### Task description
Render every line of the listing below as a string in a single JSON list, one string per line. Leave out blank lines and the pictures.

— START Data shown —

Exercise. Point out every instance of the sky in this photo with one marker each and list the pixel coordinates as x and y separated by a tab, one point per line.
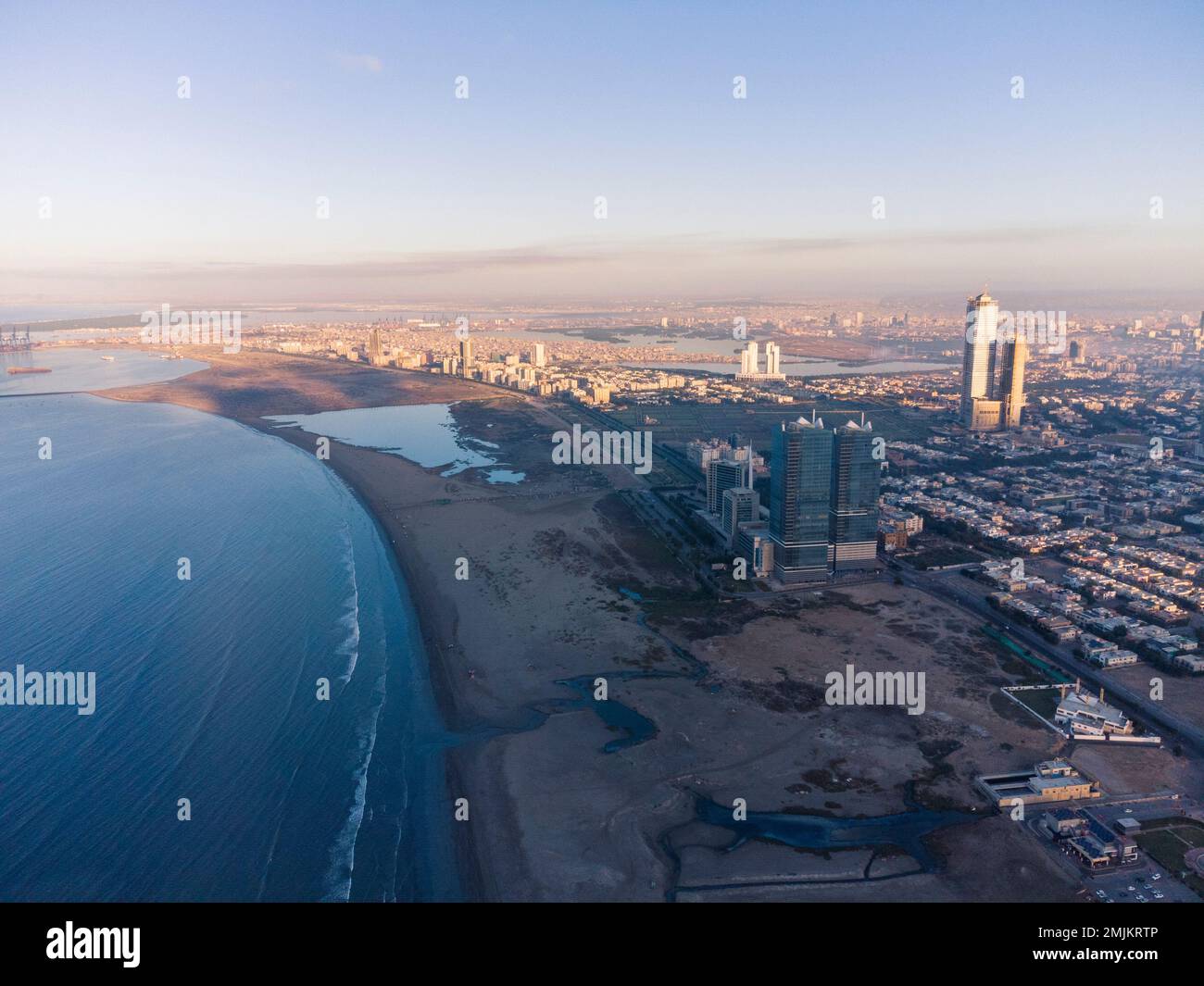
113	188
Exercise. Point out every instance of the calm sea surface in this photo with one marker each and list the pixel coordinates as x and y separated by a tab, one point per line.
206	689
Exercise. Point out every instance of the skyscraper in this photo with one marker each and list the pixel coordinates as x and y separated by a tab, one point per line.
771	359
750	357
1011	381
853	514
799	499
741	505
722	474
979	409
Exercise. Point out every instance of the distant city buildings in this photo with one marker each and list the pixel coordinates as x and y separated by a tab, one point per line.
750	363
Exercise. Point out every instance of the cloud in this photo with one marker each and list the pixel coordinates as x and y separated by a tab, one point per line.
364	63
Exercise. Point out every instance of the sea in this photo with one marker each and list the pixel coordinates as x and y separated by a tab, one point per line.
264	728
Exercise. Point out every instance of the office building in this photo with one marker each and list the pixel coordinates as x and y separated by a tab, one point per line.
722	474
853	512
988	404
1011	383
750	359
771	359
978	364
739	505
799	500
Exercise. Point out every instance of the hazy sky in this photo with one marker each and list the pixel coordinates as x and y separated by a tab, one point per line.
153	197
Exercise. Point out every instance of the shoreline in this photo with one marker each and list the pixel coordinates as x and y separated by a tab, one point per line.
360	471
430	616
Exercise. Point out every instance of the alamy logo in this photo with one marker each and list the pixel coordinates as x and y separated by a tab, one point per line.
883	688
94	942
51	688
169	328
605	448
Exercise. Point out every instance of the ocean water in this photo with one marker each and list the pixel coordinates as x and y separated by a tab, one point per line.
82	368
206	689
422	433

— END Data shown —

### Solved problem
[
  "Exercise. Point out every instance of the sky in this photo with one marker each and list the pixel coordinates as x and y separated by a tab, one point per line.",
  "113\t188",
  "Exercise. Point out every instance of the calm sea surface in this photo with one marker each and list the pixel coordinates as x and y separated by a tab, one point per line.",
  "206\t689",
  "Exercise. Point out every instance of the skyscraper in this photo with one marker each and list the pixel coordinates as x and y separated by a tab, one point per line.",
  "771\t359",
  "750\t357",
  "1011\t381",
  "853\t514",
  "799\t499",
  "741\t505",
  "722\t474",
  "979\t409",
  "Exercise. Point out every instance of the distant city buildings in this photo with one marker each and list the pixel coordinates as x and y separated by a tab, one point per line.",
  "750\t363",
  "Exercise. Point out every instance of the cloud in this photo with one marker each and list the pixel coordinates as x and y separated by a tab, one point per line.",
  "364\t63",
  "Exercise. Point out every instance of the sea in this photo with one marker each and list the pixel coordinates as x and y separated by a tab, one point per line.",
  "264\t728",
  "Exercise. Point out every instance of the office building in this photo with one marker each and list the pixel coordinates as x and y separated by a tab, one point per line.",
  "722\t474",
  "853\t512",
  "988\t404",
  "1011\t383",
  "750\t359",
  "771\t359",
  "978\t364",
  "739\t505",
  "799\t500",
  "Exercise. Point out every instance of the hazy sky in this photo with one marker each and list the pixel coordinates as x and y separated by a tab, one point per line.",
  "153\t197",
  "Exercise. Point out every instance of the shoreline in this photo with one marker each and list the pixel coordinates as x and y separated by a tab, one point per line.",
  "360\t471",
  "430\t616",
  "Exercise. Point out every instance of the alamy logo in this photo with one marker each and list the pixel coordinates as x and y separated by a tab, one point per line.",
  "883\t688",
  "94\t942",
  "51\t688",
  "169\t328",
  "605\t448",
  "Exercise. Point out every instance of the ocean water in this photo with one marker each and list the pixel coordinates as x and y separated by a tab, one point per line.",
  "82\t368",
  "206\t689",
  "422\t433"
]